> RECORDS SUPPLIED
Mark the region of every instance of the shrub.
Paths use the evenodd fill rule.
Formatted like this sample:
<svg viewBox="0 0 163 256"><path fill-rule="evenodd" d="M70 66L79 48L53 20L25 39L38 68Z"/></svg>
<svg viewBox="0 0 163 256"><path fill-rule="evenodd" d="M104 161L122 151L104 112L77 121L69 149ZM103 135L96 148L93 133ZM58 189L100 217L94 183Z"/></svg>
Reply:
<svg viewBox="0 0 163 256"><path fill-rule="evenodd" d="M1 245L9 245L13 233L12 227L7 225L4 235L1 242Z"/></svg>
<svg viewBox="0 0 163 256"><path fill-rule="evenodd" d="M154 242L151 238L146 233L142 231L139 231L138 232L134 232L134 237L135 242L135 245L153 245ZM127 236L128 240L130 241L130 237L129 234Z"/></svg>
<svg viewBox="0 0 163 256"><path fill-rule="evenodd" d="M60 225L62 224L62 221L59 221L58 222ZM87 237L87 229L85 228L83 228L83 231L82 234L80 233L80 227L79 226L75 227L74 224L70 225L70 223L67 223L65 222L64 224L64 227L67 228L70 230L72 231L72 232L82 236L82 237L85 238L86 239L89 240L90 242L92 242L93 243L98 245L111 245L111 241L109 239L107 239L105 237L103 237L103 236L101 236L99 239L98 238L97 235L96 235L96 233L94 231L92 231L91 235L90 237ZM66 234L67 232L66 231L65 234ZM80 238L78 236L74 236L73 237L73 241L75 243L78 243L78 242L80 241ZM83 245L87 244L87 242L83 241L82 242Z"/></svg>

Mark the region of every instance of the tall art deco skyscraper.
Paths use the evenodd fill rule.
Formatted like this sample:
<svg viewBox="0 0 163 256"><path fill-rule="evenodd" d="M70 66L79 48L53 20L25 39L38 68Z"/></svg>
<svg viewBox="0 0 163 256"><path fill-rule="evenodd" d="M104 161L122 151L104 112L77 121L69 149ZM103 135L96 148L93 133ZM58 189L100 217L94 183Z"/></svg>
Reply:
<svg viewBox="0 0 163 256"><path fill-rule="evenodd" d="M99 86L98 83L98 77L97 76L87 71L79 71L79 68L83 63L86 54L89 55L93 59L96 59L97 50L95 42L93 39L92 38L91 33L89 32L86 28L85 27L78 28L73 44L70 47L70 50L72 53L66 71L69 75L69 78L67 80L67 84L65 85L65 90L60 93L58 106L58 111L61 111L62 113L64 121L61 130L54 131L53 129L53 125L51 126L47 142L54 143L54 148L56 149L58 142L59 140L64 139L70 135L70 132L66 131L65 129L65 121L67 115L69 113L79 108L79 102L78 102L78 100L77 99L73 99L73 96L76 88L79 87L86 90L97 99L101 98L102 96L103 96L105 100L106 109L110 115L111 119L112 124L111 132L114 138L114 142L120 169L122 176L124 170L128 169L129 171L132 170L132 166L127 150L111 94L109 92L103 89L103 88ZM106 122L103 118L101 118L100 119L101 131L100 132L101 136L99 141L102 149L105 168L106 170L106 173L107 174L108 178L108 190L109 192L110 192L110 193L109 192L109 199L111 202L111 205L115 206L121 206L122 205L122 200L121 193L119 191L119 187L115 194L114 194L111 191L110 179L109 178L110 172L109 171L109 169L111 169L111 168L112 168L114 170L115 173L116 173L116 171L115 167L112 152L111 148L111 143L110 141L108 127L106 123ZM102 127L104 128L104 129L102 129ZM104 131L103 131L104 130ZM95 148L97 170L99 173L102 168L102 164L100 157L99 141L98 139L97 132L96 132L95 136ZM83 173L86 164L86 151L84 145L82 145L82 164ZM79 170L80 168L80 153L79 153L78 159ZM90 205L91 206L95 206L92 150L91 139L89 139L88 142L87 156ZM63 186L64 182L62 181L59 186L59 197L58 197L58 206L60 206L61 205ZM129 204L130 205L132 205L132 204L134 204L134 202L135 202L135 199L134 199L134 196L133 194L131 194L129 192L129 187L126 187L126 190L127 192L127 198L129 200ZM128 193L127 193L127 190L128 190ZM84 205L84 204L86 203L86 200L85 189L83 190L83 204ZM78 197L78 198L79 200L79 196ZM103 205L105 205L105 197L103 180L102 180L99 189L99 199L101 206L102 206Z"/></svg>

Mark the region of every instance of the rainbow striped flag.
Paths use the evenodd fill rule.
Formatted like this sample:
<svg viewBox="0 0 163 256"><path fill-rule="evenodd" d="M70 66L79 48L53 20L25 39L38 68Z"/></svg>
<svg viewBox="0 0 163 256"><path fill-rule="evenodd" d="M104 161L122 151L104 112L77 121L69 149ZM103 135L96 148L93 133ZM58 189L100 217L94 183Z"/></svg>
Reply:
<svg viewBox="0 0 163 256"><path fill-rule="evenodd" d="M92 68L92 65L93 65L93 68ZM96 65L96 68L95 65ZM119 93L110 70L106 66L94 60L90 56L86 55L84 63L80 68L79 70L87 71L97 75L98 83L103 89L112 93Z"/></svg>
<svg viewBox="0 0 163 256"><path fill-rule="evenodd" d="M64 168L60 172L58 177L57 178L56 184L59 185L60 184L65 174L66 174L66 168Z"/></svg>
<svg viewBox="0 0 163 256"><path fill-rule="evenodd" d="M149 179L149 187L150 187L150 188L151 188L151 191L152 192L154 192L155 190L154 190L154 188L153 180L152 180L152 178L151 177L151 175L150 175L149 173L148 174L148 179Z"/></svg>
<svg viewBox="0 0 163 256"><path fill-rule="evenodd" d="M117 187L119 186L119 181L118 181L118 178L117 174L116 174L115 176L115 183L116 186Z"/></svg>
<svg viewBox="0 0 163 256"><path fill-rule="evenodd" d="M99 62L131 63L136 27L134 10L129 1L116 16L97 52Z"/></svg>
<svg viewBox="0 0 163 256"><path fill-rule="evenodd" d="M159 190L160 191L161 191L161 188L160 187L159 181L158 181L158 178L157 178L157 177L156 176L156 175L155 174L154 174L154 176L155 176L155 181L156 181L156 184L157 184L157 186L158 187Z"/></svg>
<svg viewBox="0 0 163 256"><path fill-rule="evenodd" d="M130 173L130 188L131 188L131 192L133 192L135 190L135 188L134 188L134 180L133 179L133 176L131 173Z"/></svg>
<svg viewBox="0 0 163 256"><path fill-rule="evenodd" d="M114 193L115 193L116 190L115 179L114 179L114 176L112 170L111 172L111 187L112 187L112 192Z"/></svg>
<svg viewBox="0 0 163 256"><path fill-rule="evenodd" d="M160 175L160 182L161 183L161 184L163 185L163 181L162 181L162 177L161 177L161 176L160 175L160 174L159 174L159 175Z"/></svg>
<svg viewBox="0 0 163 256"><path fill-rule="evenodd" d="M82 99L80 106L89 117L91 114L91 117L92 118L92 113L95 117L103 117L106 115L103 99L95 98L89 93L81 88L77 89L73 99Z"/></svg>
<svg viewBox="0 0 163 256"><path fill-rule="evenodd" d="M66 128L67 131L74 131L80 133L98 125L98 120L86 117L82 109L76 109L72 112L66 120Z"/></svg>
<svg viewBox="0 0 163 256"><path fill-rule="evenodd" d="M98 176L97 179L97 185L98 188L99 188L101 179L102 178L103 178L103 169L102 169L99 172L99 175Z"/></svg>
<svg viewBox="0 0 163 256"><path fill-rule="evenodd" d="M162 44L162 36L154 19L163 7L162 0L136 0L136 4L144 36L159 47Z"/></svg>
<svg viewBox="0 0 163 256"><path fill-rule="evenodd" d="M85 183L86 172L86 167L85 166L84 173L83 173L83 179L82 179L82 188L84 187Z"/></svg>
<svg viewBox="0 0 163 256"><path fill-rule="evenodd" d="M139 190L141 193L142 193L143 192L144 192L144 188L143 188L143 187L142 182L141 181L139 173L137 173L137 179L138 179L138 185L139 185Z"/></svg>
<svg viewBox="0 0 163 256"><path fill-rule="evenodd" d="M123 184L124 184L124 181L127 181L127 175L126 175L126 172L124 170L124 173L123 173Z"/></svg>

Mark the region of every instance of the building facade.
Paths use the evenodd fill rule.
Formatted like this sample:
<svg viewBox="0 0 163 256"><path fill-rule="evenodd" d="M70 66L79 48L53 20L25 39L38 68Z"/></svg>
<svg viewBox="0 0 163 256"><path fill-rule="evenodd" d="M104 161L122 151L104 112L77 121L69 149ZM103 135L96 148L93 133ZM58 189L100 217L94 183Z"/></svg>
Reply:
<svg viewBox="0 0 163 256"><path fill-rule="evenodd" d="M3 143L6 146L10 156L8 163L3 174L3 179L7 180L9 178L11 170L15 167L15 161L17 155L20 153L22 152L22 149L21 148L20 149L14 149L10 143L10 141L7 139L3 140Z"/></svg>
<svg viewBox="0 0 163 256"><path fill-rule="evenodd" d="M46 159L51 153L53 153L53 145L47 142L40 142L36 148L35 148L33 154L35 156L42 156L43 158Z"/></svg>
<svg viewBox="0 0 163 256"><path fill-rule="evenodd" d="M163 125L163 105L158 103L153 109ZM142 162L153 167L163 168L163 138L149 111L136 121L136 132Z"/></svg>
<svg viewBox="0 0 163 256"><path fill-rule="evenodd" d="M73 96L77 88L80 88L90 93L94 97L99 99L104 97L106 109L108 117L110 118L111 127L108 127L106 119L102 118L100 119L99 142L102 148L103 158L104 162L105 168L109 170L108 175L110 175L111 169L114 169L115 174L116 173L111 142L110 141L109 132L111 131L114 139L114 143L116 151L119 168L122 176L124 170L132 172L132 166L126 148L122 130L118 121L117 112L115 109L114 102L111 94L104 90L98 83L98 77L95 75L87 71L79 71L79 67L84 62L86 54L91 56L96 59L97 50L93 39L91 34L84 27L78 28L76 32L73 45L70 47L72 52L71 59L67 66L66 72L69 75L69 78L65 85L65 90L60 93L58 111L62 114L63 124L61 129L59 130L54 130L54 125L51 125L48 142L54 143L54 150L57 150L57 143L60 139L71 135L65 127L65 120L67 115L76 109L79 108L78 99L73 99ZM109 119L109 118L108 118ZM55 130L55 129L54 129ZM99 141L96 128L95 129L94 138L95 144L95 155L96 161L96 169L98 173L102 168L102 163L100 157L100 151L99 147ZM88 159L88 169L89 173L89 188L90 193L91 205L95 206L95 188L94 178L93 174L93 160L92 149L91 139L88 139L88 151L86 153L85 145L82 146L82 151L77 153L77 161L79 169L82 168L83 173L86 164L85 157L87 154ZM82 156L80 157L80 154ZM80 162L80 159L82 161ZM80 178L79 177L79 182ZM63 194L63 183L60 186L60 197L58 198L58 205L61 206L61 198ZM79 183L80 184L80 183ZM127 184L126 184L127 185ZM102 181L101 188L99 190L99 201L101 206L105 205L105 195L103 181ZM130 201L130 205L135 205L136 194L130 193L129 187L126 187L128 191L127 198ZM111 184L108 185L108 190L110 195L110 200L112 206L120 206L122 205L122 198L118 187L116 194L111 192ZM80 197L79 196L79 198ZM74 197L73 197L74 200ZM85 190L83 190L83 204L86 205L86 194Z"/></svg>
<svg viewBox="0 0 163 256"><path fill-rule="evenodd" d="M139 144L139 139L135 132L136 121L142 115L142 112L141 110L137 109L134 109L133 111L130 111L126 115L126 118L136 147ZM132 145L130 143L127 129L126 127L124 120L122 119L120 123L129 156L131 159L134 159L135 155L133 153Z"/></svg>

> DIRECTION
Copy the items from the beginning through the line containing "225L62 224L62 221L59", replacing "shrub" with "bush" and keeping everything else the same.

> RESPONSE FOR THIS EXERCISE
Mark the region of every instance of the bush.
Paths use the evenodd fill rule.
Formatted like this sample:
<svg viewBox="0 0 163 256"><path fill-rule="evenodd" d="M70 66L79 48L53 20L25 39L38 68Z"/></svg>
<svg viewBox="0 0 163 256"><path fill-rule="evenodd" d="M104 161L122 151L104 112L77 121L69 149ZM103 135L96 148L93 133ZM58 189L100 217L94 183Z"/></svg>
Reply:
<svg viewBox="0 0 163 256"><path fill-rule="evenodd" d="M1 245L9 245L13 233L12 227L7 225L4 235L1 242Z"/></svg>
<svg viewBox="0 0 163 256"><path fill-rule="evenodd" d="M154 242L151 238L146 233L142 231L139 231L138 232L134 232L134 237L135 242L135 245L153 245ZM127 236L128 240L130 241L130 237L129 234Z"/></svg>
<svg viewBox="0 0 163 256"><path fill-rule="evenodd" d="M60 225L62 224L62 221L59 221L58 222ZM87 237L87 229L85 228L83 228L83 231L82 234L80 233L80 227L79 226L75 227L74 224L70 225L70 223L67 223L65 222L64 224L64 227L67 228L70 230L72 231L72 232L82 236L82 237L85 238L86 239L89 240L90 242L92 242L93 243L98 245L111 245L111 241L109 239L107 239L105 237L103 237L103 236L101 236L99 239L98 238L97 235L96 235L96 233L94 231L92 231L91 235L90 237ZM66 234L67 232L66 231L65 234ZM80 238L78 236L74 236L73 237L73 241L75 243L78 243L78 242L80 241ZM83 245L87 244L87 242L83 241L82 242Z"/></svg>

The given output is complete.